Exercise prompt –
The line containing "TARGET = work trousers" marks the start; return it and every line after it in the listing below, exactly, through the last.
-- BEGIN --
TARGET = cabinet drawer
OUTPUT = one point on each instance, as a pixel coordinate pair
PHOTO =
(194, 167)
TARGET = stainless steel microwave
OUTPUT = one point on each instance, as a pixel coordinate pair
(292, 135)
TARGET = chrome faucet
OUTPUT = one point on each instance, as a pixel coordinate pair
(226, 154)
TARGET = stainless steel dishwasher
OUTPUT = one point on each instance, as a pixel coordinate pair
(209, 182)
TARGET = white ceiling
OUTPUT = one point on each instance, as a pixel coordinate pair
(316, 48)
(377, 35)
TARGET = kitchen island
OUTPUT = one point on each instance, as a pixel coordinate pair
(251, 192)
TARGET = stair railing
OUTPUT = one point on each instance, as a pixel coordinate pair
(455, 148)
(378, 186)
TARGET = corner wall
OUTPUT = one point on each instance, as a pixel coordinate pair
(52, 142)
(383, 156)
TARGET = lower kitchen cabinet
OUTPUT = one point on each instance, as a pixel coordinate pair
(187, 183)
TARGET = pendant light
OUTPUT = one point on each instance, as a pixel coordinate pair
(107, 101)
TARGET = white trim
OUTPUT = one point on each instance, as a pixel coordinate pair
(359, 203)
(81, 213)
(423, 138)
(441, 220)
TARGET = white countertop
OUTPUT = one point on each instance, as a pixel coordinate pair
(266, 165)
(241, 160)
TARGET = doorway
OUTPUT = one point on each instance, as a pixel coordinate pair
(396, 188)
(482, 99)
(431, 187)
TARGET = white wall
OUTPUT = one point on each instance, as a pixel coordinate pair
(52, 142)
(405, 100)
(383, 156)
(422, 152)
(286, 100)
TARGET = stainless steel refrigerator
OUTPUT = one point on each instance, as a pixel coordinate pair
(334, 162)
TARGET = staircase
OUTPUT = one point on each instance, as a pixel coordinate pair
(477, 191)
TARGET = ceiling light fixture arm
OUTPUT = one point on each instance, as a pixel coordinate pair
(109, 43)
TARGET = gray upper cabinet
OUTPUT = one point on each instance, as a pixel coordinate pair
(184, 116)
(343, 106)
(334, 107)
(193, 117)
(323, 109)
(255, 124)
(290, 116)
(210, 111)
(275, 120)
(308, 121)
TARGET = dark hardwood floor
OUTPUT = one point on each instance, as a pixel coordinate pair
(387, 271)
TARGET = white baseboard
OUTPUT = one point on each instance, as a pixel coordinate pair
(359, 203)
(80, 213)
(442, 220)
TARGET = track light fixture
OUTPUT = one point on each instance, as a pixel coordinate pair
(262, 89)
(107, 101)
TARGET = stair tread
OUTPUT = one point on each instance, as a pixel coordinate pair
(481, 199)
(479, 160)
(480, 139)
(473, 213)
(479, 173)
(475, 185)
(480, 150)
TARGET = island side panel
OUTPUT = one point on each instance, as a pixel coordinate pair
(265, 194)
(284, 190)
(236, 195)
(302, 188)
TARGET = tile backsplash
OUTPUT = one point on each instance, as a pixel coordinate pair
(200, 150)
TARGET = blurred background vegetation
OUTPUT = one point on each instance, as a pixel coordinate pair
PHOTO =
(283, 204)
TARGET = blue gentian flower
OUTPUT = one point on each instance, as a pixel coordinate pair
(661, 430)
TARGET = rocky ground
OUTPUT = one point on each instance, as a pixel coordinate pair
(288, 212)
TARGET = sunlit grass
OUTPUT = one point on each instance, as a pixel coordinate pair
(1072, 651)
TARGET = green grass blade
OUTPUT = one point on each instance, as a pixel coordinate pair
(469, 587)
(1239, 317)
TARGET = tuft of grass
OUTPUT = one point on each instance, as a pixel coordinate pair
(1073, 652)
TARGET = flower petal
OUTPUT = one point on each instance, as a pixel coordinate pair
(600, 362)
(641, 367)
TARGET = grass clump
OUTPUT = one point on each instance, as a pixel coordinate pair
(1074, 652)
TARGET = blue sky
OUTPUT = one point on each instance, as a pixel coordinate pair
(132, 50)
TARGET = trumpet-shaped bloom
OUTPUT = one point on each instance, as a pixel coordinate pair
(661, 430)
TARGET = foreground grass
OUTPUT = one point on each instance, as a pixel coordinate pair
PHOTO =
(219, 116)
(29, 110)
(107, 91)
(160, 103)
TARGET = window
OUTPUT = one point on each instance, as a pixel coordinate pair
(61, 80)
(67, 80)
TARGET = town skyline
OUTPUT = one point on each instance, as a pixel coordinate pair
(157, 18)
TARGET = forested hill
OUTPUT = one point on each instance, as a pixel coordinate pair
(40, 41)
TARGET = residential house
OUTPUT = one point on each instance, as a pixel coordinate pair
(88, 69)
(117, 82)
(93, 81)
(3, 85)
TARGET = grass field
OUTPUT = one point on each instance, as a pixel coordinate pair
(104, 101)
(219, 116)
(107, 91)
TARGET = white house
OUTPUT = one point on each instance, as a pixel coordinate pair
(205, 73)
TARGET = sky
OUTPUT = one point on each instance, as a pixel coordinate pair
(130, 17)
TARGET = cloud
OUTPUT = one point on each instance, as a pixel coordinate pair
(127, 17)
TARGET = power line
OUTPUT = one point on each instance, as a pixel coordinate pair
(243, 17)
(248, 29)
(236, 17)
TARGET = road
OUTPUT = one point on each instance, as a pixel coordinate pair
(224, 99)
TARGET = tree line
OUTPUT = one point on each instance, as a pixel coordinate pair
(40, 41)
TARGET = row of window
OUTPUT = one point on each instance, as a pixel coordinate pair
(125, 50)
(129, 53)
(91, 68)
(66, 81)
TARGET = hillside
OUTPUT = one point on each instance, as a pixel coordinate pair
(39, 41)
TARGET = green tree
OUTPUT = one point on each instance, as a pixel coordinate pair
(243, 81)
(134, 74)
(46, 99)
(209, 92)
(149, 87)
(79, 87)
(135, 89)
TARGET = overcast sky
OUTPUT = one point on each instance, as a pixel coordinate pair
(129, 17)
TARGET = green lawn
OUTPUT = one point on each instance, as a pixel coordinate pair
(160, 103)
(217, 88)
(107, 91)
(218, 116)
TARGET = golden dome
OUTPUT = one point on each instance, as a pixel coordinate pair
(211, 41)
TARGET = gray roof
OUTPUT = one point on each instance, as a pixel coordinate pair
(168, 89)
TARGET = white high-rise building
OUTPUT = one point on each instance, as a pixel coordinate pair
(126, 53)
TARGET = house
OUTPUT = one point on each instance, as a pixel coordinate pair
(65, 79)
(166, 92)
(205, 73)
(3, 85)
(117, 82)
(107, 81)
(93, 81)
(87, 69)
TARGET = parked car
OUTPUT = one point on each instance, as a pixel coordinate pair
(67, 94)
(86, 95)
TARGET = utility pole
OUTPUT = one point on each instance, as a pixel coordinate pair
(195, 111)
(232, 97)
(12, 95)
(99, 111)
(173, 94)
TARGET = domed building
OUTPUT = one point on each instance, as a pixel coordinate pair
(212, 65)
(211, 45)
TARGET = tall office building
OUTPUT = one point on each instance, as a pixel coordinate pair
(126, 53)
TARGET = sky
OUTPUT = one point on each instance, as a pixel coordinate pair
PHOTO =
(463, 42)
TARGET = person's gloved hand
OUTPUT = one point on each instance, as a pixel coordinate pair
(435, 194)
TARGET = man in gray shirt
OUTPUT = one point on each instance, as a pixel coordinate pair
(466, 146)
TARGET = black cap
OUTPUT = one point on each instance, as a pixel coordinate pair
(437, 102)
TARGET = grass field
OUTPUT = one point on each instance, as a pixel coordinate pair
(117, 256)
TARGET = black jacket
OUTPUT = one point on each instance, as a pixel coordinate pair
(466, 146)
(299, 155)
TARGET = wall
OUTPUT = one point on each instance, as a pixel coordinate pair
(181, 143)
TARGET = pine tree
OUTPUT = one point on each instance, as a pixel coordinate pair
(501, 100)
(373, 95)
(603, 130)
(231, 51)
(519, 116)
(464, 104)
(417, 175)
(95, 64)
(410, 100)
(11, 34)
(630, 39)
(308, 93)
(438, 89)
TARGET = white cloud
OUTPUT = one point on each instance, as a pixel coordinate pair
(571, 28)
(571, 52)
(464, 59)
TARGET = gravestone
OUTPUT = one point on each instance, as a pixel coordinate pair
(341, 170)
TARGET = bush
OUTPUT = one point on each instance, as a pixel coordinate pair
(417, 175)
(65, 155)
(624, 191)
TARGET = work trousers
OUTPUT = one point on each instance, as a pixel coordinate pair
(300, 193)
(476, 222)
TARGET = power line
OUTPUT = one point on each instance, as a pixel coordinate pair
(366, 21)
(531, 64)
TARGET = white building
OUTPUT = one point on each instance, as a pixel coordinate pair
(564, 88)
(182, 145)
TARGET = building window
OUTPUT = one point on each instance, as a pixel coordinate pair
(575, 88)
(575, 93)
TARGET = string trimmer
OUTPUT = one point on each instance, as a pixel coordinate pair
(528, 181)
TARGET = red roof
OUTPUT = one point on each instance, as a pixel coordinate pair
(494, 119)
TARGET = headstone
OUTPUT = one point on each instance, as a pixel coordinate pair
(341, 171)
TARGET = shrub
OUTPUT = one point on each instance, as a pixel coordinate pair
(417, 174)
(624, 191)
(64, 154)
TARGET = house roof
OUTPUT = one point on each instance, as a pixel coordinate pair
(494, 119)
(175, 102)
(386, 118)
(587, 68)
-- END --
Output of the exercise –
TARGET = work trousers
OUTPUT = one point on each instance, as a pixel coordinate pair
(300, 193)
(476, 222)
TARGET = power line
OUTPUT = one point on each instance, as a pixel coordinate pair
(366, 21)
(531, 64)
TARGET = white building
OUTPUT = one point on each instance, as a pixel coordinate pair
(564, 88)
(182, 145)
TARGET = building window
OUTPUT = one point on each instance, as a pixel coordinate pair
(575, 88)
(575, 93)
TARGET = string trimmer
OUTPUT = one point on each instance, as a pixel coordinate pair
(528, 181)
TARGET = red roof
OUTPUT = one point on each instance, as a pixel coordinate pair
(494, 119)
TARGET = headstone
OUTPUT = one point on each instance, as a pixel coordinate pair
(341, 171)
TARGET = shrub
OUTPUT = one point on each instance, as a pixel coordinate pair
(417, 174)
(624, 191)
(64, 154)
TARGET = house roof
OUTPUT = one point on each instance, as a pixel coordinate pair
(494, 119)
(175, 102)
(386, 118)
(587, 68)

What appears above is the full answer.